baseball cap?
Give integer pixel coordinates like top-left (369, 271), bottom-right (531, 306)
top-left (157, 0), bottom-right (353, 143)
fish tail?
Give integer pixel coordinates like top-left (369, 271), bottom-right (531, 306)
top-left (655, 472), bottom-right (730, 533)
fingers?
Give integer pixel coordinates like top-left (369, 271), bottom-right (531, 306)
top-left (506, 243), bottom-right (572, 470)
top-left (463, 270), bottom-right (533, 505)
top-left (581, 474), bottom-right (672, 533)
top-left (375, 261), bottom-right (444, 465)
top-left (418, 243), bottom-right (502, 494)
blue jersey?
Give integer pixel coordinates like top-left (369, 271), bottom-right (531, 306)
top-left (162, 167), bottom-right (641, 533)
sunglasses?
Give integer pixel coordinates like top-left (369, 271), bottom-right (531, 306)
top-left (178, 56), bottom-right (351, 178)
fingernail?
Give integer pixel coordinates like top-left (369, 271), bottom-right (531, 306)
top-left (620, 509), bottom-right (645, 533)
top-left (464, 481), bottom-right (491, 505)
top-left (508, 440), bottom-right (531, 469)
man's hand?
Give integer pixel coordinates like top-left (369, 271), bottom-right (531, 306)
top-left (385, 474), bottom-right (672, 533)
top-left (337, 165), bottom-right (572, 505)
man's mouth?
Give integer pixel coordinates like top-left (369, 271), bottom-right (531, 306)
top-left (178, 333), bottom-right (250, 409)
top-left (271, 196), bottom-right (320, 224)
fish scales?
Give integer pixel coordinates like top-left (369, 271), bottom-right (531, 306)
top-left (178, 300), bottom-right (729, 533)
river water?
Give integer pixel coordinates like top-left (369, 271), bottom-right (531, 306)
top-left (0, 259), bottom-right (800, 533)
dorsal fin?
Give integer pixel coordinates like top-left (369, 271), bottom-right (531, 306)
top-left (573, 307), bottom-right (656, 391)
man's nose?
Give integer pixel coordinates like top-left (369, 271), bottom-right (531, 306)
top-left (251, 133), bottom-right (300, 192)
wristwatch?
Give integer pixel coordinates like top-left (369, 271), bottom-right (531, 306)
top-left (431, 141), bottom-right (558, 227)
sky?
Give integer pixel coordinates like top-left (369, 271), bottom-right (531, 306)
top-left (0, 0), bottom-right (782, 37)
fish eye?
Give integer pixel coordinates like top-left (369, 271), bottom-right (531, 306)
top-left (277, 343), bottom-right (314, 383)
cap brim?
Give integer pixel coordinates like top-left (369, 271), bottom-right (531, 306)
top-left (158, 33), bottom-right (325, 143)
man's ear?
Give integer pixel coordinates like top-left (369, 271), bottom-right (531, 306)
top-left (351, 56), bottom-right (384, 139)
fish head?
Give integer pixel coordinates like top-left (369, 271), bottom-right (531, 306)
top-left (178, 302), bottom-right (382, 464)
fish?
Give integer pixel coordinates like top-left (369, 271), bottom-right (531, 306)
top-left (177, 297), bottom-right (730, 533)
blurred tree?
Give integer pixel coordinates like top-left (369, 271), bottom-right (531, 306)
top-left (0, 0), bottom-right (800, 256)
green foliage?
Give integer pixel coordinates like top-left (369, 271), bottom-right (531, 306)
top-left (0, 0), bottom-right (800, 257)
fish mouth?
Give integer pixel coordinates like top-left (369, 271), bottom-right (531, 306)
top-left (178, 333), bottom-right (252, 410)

——————————

State how many lines of the records contain the string "fish", with case counting. Give only the number.

6